TO DO:
(A) According to the Venēnum book description below, where does Dana Batista keep a working poisoner's garden?
(B) Translate this sentence from the Venēnum book description into Spanish: "The occult publishing world has a poison-path problem."
(C) Decide whether each statement agrees with the Venēnum book description below. Answer yes or no, and quote the deciding words of the description.
(i) The manual contains 67,000 words of research.
(ii) The author has twenty years of magical practice.
(iii) Several titles now on the market already fill the gap the description names.

READING TEXT:
Venēnum
A Field Manual for the Baneful Arts. 67,000 words of primary-source research, cross-traditional scope, and thirty-six years of lived practice.
The poison-path manual the
occult shelves have been missing
The occult publishing world has a poison-path problem. Half the available literature treats baneful plants like forbidden candy — sensationalized, stripped of context, dangerous in the hands of anyone who actually tries the work. The other half wraps every toxic leaf in so many disclaimers that the actual tradition gets buried under liability language. What remains is a gap wide enough to kill someone, and no title currently on the market fills it.
Venēnum is that title. Written by Dana Batista — a polytheistic southern chaos-folk magician, certified naturopathic practitioner, and keeper of a working poisoner's garden in Sanford, North Carolina — this is a field manual built on thirty-six years of lived magical practice and primary-source scholarship that goes to the original material, not to other occult authors citing other occult authors.

SOURCE DATA:
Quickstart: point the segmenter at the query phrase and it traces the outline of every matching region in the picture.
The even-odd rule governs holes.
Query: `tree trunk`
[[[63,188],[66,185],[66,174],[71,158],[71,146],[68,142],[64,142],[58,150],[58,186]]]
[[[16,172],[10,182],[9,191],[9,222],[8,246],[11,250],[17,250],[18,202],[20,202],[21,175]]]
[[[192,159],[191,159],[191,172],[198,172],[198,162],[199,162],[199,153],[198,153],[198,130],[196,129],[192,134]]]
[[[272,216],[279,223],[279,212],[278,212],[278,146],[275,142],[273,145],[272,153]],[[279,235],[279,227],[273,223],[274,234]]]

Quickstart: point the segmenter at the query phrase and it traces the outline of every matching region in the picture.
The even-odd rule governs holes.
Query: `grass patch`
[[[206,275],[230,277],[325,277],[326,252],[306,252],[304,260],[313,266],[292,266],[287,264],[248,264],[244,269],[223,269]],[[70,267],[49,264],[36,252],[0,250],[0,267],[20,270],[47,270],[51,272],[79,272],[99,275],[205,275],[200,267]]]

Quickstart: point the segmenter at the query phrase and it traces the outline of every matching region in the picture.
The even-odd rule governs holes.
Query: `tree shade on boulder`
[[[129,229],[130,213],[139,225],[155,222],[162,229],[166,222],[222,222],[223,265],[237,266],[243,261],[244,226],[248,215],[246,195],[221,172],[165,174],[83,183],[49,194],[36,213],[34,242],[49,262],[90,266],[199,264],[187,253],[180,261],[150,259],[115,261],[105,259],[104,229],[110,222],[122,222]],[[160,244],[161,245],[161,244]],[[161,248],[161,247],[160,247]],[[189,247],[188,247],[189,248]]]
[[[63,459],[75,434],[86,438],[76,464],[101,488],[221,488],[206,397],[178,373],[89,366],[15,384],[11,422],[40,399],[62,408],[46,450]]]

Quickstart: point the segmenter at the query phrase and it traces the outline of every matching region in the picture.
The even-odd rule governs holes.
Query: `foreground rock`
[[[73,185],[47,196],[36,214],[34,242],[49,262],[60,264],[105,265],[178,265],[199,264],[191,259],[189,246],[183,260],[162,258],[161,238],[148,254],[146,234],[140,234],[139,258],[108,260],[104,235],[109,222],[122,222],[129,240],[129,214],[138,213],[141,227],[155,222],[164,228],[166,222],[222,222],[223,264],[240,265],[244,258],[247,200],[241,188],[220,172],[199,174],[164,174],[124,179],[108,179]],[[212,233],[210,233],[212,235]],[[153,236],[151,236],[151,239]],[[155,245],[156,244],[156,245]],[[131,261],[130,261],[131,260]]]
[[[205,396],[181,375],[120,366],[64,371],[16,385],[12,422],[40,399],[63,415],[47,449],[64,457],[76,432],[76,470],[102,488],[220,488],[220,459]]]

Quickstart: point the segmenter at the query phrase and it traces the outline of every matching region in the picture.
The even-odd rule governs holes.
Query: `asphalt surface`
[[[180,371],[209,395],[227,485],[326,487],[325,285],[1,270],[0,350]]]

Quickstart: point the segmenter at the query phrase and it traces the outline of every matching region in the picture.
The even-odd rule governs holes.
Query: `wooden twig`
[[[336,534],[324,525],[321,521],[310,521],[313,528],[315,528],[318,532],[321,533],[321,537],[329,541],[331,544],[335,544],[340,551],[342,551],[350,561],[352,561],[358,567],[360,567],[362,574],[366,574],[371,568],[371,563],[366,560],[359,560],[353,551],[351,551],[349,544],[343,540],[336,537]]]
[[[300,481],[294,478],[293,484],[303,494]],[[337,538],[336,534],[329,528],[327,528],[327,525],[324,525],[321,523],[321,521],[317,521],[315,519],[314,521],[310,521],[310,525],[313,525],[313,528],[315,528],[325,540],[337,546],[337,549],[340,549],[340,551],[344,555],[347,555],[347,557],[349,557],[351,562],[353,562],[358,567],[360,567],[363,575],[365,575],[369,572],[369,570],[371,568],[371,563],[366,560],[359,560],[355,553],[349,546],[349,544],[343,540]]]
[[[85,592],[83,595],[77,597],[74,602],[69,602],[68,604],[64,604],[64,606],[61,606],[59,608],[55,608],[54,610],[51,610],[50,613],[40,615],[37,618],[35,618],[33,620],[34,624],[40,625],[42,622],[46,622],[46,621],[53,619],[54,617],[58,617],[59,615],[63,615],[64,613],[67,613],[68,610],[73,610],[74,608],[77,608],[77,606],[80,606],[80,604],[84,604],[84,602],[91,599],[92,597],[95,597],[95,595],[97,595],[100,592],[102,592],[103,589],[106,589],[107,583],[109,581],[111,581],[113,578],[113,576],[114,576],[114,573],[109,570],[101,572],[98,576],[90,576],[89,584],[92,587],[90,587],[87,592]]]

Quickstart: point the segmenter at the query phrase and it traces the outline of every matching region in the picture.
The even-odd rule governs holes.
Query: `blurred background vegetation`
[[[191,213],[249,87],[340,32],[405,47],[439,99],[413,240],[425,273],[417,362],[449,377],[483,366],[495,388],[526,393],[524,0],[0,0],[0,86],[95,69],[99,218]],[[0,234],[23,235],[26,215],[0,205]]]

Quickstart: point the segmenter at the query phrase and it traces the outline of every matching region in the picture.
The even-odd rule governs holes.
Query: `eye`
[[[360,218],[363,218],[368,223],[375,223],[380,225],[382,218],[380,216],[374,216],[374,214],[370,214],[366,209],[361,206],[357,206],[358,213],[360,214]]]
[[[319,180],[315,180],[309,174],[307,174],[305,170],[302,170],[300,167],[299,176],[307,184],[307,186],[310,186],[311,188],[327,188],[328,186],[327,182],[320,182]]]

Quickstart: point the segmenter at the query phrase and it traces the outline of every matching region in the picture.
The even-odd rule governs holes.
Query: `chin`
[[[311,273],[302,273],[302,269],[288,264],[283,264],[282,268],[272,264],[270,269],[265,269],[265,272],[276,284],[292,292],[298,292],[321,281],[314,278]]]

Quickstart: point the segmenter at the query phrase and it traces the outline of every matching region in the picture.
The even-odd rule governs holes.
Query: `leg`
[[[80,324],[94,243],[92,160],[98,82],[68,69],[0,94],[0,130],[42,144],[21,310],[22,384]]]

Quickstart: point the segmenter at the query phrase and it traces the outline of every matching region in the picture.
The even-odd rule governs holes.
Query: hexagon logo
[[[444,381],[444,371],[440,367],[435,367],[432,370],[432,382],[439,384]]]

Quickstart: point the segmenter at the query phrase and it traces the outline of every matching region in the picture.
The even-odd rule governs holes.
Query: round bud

TASK ANSWERS:
(A) In Sanford, North Carolina.

(B) El mundo editorial del ocultismo tiene un problema con la senda del veneno.

(C)
(i) Yes: "67,000 words of primary-source research"
(ii) No: "thirty-six years of lived magical practice"
(iii) No: "no title currently on the market fills it"